_Exercise goal_. Please copy out each line of the entries in which "that" appears.

_Information shown_.
——
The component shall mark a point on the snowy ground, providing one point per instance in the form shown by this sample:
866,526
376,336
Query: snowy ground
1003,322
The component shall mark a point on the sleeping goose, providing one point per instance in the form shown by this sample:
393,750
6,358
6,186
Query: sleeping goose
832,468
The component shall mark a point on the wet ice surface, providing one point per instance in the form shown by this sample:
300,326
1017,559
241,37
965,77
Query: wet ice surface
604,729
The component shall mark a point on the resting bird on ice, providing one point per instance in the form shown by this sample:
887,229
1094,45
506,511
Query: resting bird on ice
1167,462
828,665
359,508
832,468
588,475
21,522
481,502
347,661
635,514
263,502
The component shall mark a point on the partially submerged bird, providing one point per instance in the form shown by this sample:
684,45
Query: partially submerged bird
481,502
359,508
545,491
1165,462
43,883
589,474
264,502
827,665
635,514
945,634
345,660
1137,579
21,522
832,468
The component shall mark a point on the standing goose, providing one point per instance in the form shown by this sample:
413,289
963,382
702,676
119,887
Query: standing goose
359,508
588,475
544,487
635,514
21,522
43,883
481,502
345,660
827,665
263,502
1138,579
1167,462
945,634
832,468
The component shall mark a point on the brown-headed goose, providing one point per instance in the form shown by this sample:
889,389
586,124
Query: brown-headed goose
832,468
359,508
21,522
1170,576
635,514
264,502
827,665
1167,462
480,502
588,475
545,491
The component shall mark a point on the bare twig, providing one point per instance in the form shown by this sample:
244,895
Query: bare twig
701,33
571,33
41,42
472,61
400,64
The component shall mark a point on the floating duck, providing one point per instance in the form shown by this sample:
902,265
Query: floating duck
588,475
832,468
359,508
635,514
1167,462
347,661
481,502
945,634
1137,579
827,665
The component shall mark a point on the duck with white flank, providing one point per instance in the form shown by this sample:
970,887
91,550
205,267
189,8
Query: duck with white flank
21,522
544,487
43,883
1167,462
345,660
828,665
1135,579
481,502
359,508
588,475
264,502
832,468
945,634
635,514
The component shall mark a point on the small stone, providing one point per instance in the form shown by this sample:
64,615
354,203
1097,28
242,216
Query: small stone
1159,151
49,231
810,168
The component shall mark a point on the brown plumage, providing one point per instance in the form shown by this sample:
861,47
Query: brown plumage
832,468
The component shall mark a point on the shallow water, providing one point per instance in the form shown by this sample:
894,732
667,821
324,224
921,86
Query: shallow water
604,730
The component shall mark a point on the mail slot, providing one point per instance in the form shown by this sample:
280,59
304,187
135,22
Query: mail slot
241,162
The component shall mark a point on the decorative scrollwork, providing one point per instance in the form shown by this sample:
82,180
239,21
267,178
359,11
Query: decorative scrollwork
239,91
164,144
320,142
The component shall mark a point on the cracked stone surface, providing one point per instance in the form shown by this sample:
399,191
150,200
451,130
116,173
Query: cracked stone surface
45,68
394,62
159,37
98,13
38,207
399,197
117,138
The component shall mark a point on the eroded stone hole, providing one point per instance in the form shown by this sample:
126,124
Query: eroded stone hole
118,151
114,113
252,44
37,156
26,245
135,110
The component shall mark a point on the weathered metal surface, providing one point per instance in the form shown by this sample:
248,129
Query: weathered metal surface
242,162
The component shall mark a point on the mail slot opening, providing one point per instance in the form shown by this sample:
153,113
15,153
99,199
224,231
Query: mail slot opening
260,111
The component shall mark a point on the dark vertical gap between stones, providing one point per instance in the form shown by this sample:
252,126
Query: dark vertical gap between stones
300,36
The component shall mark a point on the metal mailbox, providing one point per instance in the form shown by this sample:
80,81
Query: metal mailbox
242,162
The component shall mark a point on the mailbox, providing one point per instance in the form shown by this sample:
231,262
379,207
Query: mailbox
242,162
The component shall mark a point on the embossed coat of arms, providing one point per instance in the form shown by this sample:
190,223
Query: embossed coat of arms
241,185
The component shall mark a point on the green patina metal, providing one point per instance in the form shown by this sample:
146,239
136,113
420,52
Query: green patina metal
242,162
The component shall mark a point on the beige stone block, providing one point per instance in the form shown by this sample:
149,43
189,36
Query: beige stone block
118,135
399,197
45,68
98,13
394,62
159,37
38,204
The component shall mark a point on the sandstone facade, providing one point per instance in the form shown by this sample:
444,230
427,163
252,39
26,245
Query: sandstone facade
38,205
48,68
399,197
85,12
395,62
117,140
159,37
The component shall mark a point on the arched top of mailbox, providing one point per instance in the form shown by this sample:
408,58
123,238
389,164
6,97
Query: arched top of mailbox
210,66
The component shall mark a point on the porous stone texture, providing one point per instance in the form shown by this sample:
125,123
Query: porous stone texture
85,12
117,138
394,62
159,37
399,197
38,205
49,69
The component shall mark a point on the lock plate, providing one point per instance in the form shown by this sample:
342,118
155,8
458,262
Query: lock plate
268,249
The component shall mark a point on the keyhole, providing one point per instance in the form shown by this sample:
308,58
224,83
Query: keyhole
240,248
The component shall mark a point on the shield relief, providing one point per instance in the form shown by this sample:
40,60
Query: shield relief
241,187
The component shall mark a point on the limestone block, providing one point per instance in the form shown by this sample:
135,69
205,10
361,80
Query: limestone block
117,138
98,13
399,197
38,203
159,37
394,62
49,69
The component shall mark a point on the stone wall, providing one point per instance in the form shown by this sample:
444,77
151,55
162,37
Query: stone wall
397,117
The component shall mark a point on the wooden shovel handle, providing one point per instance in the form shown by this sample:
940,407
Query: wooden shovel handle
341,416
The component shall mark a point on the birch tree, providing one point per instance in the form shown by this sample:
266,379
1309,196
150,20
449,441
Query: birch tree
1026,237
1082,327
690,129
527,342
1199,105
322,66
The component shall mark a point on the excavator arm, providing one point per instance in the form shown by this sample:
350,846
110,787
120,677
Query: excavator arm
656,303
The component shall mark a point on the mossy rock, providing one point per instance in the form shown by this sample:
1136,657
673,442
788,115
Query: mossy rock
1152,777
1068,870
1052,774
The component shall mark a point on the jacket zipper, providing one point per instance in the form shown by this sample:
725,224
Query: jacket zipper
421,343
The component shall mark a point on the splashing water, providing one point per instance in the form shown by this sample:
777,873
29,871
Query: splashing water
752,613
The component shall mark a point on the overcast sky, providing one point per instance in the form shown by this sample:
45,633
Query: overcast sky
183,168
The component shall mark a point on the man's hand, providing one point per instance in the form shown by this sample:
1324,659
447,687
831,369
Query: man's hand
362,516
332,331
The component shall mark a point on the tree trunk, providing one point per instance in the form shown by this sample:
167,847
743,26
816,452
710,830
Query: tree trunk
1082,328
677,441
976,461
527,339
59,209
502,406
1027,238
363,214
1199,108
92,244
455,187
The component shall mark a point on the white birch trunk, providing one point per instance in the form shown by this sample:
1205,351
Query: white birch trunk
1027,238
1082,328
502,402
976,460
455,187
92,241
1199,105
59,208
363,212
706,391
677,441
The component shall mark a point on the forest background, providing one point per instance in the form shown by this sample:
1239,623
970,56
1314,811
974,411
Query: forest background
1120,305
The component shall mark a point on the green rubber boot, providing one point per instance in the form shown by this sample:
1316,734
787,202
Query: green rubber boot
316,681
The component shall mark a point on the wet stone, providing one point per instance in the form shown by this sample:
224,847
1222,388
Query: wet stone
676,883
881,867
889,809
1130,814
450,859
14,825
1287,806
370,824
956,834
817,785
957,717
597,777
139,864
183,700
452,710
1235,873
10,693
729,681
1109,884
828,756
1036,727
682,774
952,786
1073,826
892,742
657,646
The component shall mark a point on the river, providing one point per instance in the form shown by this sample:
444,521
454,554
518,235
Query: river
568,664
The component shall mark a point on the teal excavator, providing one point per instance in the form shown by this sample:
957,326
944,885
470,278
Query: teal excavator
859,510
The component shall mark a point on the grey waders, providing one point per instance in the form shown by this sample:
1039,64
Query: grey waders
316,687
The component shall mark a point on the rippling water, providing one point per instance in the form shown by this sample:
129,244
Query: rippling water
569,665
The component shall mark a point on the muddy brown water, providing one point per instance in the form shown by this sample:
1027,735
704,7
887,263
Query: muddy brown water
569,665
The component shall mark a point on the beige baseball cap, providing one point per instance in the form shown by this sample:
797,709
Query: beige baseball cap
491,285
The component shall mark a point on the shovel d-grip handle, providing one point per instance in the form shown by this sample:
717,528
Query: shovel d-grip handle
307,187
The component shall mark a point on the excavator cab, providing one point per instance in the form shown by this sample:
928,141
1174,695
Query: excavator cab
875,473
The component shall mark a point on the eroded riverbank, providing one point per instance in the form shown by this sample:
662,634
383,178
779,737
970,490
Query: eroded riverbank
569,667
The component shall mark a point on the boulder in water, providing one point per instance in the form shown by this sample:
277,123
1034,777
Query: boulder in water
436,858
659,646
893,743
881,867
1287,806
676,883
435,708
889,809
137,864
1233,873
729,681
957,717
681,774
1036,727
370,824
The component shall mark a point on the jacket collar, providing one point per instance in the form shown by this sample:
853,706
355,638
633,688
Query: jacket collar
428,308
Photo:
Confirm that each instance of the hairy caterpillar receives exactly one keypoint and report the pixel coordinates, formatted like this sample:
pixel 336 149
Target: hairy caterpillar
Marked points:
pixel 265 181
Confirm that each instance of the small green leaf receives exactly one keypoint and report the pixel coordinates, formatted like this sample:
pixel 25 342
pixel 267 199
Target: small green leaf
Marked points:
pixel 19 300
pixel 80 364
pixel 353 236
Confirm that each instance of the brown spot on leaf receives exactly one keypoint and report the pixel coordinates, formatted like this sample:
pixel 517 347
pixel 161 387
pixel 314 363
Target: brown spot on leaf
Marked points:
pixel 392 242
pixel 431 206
——
_Final answer_.
Confirm that each instance of the hairy caterpillar receives exactly one keypoint and report the pixel coordinates, formatted like this sample:
Confirm that each instance of the small green leaf receives exactly one keypoint and report the pixel coordinates, formatted like this sample:
Confirm that each instance of the brown spot on leaf receives exactly one keypoint and report the pixel coordinates, formatted like this sample:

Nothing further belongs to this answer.